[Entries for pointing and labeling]
****************************************

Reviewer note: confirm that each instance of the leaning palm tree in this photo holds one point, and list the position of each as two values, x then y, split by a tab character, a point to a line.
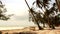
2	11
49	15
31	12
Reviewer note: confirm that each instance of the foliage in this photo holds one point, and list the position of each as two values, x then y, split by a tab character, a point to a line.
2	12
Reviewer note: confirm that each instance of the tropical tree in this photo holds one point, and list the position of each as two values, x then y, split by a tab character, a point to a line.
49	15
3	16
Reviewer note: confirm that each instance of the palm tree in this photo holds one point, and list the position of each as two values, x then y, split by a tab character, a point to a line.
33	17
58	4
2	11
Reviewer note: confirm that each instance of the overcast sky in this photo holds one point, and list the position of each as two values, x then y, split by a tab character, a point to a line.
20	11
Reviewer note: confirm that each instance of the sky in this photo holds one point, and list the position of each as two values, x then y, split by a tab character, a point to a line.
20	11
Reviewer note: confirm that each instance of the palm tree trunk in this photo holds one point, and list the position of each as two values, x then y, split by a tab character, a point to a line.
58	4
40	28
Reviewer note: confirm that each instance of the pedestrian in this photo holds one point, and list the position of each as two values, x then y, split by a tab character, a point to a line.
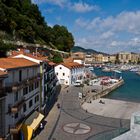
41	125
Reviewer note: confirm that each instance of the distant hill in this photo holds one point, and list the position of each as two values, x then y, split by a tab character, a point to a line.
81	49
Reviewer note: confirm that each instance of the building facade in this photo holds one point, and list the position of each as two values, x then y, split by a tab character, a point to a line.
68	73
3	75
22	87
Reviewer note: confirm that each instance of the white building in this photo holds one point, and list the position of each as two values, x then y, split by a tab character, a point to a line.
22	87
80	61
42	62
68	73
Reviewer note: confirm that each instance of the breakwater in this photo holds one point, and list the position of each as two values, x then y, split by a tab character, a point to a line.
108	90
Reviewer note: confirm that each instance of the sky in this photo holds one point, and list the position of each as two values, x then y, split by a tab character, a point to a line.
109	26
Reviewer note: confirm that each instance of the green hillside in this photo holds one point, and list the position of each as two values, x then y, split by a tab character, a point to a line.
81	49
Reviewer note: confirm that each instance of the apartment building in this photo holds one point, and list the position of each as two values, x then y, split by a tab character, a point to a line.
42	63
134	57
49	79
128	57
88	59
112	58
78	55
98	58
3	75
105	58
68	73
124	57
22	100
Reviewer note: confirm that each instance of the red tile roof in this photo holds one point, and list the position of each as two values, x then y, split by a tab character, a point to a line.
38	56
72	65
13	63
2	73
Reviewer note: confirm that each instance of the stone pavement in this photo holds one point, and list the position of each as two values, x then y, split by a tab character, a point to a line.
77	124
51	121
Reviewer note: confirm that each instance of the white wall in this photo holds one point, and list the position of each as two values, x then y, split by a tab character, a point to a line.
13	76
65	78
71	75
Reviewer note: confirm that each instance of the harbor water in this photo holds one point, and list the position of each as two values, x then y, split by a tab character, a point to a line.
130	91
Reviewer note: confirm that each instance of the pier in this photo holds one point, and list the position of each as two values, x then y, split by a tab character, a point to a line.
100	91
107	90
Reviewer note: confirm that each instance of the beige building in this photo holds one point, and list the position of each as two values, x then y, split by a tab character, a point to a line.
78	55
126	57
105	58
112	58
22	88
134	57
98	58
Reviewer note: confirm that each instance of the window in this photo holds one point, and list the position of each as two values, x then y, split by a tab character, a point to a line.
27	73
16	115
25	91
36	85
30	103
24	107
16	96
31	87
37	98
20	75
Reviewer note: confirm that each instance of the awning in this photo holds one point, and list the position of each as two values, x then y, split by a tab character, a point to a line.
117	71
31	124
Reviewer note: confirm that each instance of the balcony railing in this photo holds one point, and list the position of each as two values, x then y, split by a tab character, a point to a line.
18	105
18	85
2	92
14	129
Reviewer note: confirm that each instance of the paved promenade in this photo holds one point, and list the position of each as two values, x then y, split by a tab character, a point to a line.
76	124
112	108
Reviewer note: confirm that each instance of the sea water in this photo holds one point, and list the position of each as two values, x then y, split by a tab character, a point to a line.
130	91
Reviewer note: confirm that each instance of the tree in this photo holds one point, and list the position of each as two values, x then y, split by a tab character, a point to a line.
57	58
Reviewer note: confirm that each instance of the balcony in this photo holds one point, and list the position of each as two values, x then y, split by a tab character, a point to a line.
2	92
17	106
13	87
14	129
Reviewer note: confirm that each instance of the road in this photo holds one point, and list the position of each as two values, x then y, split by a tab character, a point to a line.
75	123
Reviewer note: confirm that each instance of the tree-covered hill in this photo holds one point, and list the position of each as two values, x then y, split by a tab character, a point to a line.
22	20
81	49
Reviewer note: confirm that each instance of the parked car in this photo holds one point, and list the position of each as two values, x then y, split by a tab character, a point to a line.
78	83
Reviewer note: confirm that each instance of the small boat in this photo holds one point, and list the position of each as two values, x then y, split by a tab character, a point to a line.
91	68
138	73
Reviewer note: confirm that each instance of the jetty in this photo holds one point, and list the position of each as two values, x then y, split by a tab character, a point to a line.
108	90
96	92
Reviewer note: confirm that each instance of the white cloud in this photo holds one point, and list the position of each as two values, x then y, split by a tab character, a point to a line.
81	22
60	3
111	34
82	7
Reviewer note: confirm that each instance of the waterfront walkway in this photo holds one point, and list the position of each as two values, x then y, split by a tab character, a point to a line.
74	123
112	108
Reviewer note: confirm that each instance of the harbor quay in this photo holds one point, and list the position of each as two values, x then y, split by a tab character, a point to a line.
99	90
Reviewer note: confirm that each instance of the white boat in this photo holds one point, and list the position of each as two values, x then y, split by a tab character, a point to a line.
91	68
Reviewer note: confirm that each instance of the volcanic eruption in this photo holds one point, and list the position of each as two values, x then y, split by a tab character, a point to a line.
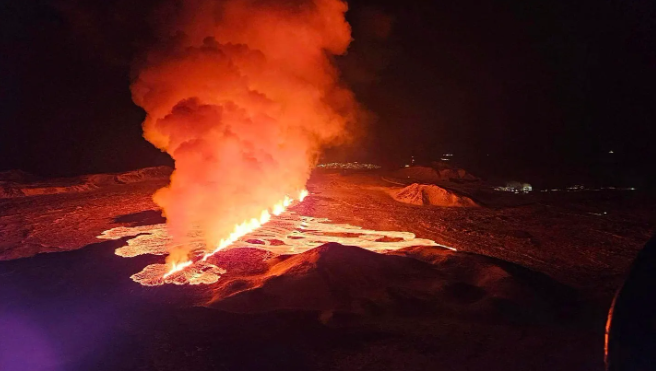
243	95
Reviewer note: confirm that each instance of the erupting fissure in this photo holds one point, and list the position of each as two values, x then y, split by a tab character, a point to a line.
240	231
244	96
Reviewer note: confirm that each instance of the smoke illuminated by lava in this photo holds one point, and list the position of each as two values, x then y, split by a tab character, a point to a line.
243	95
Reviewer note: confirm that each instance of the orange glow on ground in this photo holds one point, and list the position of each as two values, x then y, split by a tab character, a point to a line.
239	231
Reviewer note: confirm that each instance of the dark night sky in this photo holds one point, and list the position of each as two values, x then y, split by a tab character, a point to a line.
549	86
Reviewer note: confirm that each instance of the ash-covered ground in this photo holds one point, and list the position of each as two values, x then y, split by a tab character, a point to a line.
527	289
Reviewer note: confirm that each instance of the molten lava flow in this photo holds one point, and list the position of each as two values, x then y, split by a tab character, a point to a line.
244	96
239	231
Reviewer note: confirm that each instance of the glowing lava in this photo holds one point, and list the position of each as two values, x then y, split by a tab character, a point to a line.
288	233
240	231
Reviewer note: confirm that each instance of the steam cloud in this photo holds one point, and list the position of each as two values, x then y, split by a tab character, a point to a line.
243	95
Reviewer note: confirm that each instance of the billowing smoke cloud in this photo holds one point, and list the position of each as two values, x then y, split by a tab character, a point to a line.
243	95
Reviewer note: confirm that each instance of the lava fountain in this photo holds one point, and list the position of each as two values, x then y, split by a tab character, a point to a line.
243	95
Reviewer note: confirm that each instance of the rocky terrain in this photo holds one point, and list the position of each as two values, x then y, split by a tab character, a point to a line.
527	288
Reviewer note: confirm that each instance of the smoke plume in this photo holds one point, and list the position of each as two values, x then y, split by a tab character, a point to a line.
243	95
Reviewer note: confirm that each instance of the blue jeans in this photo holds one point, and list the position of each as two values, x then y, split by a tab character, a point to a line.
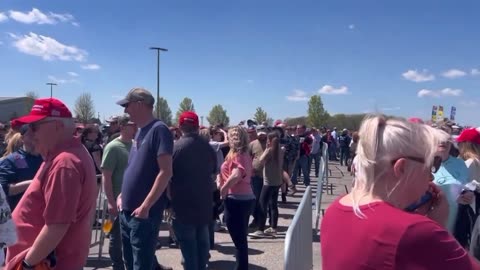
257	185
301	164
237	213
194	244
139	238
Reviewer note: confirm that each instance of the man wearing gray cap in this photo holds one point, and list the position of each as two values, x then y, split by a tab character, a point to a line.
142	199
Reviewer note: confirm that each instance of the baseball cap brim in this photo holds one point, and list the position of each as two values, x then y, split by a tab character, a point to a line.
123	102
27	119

****************************************

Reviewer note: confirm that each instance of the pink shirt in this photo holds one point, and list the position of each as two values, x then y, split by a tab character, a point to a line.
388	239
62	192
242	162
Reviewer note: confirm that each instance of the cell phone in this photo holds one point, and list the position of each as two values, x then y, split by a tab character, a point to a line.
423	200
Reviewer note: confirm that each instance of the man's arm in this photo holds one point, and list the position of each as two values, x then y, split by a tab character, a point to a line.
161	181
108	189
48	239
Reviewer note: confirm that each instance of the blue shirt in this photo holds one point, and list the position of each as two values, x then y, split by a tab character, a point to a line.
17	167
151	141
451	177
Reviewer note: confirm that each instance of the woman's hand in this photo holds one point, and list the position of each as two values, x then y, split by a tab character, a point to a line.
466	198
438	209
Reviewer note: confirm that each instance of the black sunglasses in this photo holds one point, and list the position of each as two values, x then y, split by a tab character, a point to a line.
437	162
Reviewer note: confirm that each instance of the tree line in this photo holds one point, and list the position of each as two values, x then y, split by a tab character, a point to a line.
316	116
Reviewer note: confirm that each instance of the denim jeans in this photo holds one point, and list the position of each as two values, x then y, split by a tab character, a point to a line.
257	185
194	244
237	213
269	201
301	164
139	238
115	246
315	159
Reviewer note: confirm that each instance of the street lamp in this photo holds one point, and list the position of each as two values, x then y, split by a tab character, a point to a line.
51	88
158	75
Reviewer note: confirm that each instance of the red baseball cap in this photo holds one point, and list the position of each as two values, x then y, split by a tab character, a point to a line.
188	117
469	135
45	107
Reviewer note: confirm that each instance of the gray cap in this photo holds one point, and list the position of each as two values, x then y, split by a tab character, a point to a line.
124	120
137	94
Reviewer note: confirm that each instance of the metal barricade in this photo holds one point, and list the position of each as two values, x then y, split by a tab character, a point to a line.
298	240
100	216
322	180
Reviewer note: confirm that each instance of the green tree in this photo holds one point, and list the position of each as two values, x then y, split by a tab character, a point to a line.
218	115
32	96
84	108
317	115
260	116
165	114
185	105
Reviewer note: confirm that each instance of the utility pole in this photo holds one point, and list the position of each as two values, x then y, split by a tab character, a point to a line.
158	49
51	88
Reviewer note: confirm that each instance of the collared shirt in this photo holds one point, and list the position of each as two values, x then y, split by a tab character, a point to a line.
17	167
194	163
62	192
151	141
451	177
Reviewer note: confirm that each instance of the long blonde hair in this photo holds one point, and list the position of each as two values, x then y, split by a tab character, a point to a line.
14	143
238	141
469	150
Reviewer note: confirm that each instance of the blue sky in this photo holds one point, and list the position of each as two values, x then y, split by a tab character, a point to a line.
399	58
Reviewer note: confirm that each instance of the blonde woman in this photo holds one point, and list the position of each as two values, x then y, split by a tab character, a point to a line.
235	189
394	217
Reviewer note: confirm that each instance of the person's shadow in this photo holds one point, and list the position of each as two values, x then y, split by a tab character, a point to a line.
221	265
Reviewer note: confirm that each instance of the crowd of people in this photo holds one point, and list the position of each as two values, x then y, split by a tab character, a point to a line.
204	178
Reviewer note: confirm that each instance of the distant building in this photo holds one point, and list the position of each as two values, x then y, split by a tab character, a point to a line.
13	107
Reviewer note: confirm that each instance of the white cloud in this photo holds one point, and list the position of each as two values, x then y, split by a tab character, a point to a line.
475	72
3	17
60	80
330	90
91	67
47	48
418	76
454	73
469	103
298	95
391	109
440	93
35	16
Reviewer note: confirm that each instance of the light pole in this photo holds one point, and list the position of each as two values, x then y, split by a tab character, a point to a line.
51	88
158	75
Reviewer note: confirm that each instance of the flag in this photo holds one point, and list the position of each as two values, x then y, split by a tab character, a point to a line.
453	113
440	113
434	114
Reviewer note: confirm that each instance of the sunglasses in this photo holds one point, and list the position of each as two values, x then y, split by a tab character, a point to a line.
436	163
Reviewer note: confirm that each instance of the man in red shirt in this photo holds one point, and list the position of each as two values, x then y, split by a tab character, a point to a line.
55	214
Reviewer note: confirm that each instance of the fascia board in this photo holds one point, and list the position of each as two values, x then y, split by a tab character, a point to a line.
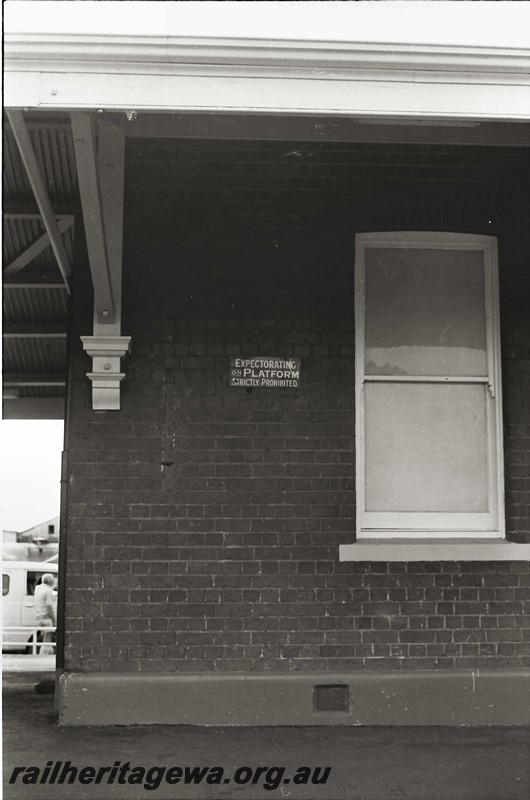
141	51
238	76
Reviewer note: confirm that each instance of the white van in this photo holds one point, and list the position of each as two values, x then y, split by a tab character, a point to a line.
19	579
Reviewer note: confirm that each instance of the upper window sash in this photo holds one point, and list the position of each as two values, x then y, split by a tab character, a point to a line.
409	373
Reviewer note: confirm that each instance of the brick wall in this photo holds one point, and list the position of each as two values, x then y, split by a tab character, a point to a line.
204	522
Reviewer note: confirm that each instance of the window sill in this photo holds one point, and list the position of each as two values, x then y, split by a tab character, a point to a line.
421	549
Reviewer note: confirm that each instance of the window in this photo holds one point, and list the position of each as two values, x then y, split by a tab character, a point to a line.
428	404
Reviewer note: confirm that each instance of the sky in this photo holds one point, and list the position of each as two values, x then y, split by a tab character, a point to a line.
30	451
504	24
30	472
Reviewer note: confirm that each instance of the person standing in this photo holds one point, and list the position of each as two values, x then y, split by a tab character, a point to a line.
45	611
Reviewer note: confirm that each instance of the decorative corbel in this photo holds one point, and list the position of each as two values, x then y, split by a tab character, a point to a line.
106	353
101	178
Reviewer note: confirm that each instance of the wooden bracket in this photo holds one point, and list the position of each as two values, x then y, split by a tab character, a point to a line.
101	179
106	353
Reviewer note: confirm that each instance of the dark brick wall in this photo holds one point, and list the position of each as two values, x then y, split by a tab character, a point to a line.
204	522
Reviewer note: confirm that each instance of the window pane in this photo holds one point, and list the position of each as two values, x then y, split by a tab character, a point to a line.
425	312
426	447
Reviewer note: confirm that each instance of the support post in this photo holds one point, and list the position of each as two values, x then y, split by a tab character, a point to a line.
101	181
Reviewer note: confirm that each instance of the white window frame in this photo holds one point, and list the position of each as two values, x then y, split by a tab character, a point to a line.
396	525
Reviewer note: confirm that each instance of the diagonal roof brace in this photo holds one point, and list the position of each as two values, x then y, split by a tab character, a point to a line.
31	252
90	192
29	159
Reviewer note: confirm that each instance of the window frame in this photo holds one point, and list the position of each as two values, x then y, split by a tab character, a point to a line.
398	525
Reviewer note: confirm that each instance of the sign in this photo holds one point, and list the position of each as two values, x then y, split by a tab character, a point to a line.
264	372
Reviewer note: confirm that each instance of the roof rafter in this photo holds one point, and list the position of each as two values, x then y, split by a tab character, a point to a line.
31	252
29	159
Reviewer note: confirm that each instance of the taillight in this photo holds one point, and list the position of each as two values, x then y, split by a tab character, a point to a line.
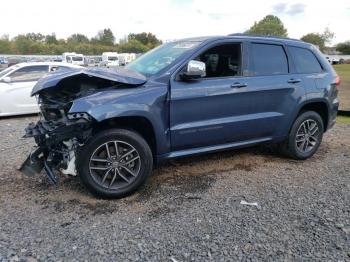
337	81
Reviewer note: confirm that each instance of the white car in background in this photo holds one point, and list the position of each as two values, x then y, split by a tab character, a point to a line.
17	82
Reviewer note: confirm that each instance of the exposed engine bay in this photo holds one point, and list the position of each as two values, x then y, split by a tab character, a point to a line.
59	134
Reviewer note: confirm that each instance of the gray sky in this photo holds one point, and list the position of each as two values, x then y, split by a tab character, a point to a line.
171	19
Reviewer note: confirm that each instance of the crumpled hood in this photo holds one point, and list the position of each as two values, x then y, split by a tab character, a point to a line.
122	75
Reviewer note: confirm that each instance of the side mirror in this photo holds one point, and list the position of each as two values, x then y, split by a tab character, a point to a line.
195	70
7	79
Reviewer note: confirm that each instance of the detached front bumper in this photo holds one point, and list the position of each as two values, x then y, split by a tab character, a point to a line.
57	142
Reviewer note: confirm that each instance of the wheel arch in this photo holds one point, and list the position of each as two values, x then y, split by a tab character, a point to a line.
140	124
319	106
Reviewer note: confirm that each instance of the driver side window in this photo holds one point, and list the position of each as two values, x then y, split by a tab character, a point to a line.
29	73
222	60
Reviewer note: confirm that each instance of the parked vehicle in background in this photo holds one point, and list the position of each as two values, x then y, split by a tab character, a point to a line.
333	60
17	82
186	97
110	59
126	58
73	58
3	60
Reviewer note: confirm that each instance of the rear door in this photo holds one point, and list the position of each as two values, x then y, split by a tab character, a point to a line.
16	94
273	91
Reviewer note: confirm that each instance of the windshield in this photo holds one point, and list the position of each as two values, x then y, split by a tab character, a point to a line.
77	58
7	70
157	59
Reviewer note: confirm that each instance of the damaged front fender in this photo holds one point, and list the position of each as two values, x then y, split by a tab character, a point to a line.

****************************************

(Requirement)
Please pull out every line of the records above that contains the word "gray", matching case exactly, and copy each one.

(Worked answer)
Reviewer note: confirm that each instance of the man wearing gray cap in this photo holds one point, and list the position of each as two values, x then y, split by a tab character, a point to a line.
Reviewer note: confirm that each instance of the gray cap in this photo holds one point, and list the position of each as two values, x then y, split by a tab character, a point to a line.
Reviewer note: confirm that each instance of the gray sky in this photo holds one point, and list the position of each as two values, x then y, split by a tab character, a point to a line.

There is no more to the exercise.